--- DOCUMENT EXTRACT ---
++++++++++++++++++++
In another example, rather than compare an audio waveform segment W to the entire song waveform 60 in one calculation, each audio waveform segment W may be “stepped” across the song waveform 60 for comparison to only a portion of the song waveform 60 at a time. Each portion of the song waveform 60 is then compared to an audio waveform segment W in a separate cross correlation calculation, which may reduce the complexity of each of these cross correlation calculations (e.g., for each audio waveform segment Wi, a cross correlation calculation may be performed for each of the multiple portions of the song waveform 60). The step size (or size of the portions of divided song waveform 60) may be equal to or more than 2 times the size of Wi or equal to or less than 5 times the size of W1. One could create step sizes that are larger—perhaps one or two seconds, or even the same size as the sample waveform, Wi. For example, one may use a step size that is one half the width of the sample window (the audio waveform segment), Wi. When these portions of the song waveform 60 and audio waveform segments Wi are at least five seconds in length, it has been found that similarity analyses results produce splice points that better reflect similarities at a chorus or refrain level of the song, making length changes to the song less detectable. Splice points that better reflect similarities at a chorus or refrain level of the song may be better discriminated by when at least one of the portions of the song waveform 60 and the audio waveform segments Wi is 10 seconds or more and the other is at least 5 seconds or more. When the audio waveform segment Wi and the these portions of the song waveform 60 are smaller (e.g., less than two second in length), similarity analyses may create splice point pairs that result from similarities in background music, which may be less desirable splice point pairs. Thus, it may be desirable in some implementations to keep the size of the audio waveform segment Wi and the portions of the song waveform 60 greater than 2 seconds.

Other sequences of similarity analyses may be performed between audio waveform segments Wi and the song waveform 60. It is desirable that after all audio segments Wi have been extracted, that all segments have been compared with each other, whether as an extracted audio waveform segment W or embedded as part of the song waveform 60.

In the examples discussed herein, cross correlation is used in performing the similarity analyses of the audio waveform segment Wi and the song waveform 60. The cross-correlation of two vectors may be the product of their respective Fourier transforms, with one of the transforms conjugated. However, alternative embodiments contemplate other ways to measure the similarity between an audio segment and the song, ranging from time-domain methods, such as subtracting samples between Wi and the song waveform to find minimum measure, to performing frequency domain analysis using Fourier methods to find similar signal matches. The system and software for adjusting song length may implement various methods of similarity analysis such as time domain/cross correlation methods and/or frequency domain/Fourier analysis.
++++++++++++++++++++
--- EXERCISE AIM ---
Duplicate the passage on audio similarity analysis from "Other sequences of" up to and including "of the song waveform 60.". The material has nothing to do with the passage on audio similarity analysis.

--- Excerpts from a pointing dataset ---
++++++++++++++++++++
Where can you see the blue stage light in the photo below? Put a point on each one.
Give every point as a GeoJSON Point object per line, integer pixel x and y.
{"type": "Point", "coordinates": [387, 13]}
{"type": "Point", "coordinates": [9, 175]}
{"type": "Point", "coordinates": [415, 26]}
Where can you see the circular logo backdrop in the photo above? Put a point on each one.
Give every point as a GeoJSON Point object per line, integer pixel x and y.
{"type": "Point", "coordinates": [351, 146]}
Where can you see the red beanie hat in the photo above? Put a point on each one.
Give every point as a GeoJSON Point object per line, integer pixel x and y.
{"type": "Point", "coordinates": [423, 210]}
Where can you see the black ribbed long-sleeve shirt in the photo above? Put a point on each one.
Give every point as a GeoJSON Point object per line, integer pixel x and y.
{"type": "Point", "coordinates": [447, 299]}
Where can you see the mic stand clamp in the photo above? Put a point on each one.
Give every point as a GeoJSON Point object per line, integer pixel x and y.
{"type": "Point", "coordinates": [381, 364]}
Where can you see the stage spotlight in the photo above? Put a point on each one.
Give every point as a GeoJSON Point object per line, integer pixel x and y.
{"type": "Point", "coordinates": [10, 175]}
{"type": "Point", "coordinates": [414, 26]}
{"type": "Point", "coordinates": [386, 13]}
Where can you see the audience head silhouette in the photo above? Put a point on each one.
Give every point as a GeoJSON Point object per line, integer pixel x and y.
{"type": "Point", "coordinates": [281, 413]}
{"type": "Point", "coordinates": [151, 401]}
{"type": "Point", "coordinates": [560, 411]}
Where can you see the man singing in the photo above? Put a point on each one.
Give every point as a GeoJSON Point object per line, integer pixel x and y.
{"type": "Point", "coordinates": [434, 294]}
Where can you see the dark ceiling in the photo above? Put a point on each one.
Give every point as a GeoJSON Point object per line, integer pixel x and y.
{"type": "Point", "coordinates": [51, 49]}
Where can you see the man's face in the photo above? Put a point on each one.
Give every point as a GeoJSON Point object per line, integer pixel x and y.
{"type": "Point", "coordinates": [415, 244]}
++++++++++++++++++++
--- RESULT ---
Other sequences of similarity analyses may be performed between audio waveform segments Wi and the song waveform 60. It is desirable that after all audio segments Wi have been extracted, that all segments have been compared with each other, whether as an extracted audio waveform segment W or embedded as part of the song waveform 60.